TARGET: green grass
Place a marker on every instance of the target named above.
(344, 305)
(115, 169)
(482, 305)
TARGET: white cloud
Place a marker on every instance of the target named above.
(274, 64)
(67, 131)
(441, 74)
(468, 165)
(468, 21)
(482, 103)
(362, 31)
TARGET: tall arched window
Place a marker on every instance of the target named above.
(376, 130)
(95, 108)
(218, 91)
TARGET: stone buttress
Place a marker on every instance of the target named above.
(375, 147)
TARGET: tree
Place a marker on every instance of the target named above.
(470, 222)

--

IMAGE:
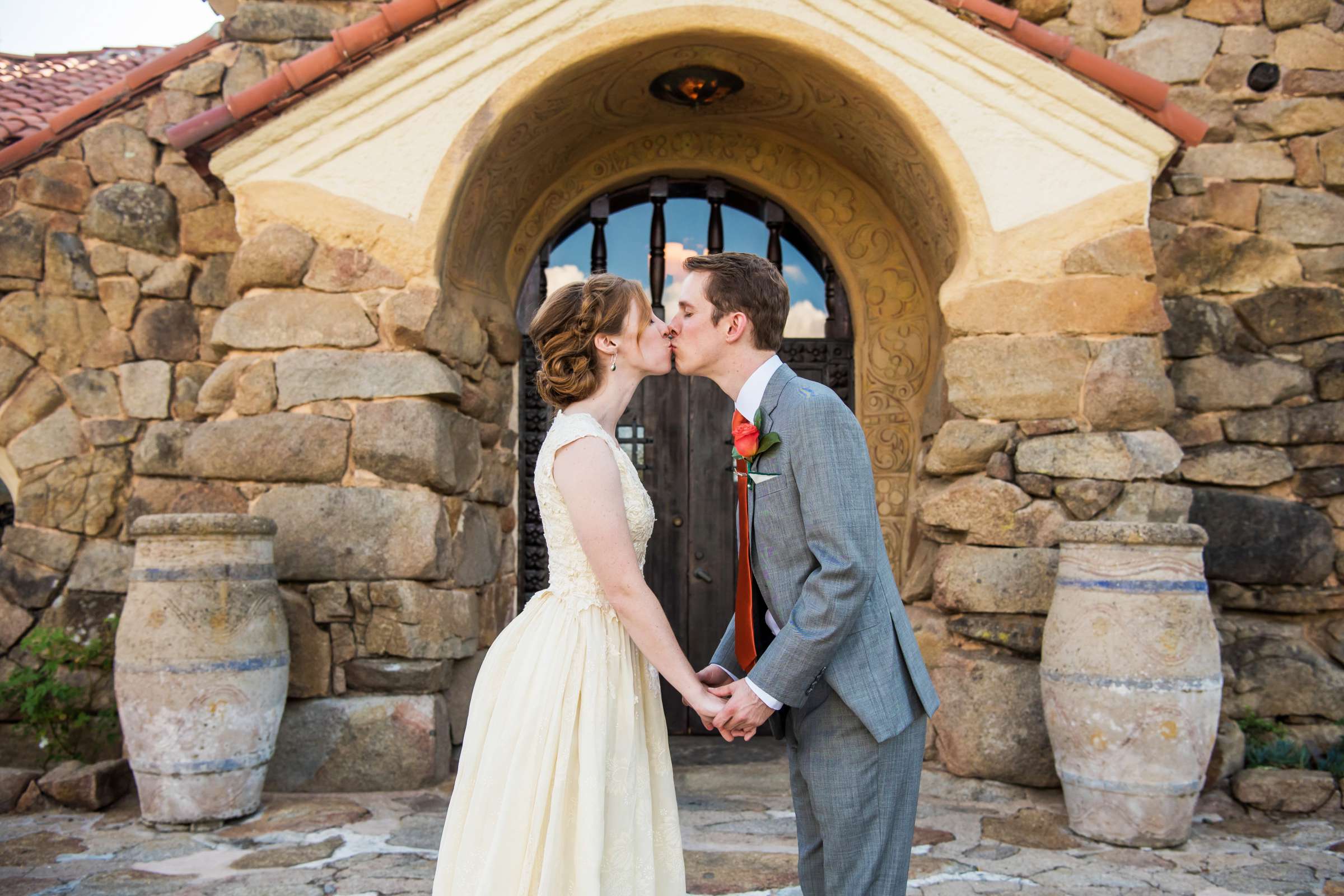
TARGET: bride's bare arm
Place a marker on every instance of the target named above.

==

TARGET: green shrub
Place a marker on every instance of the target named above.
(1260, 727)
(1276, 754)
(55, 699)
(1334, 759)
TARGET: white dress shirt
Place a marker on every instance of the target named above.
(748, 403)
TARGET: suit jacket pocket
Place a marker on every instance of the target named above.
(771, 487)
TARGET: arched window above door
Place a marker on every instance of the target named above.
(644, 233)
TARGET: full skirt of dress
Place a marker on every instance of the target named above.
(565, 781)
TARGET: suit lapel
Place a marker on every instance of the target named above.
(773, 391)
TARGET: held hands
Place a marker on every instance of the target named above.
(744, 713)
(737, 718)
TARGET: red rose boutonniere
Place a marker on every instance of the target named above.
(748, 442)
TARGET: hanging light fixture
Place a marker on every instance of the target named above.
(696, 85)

▶ [WHAT YOU ARE ASKED TO DO] Exact duplication is required for the lines above, from the line that contains "TARGET: green grass" to the line that contains "TARGET: white cloud", inclusive; omit all others.

▶ [ANSWER TO THE PROBLEM]
TARGET: green grass
Place a marker on every instance of the target named above.
(344, 305)
(115, 169)
(482, 305)
TARGET: white cloud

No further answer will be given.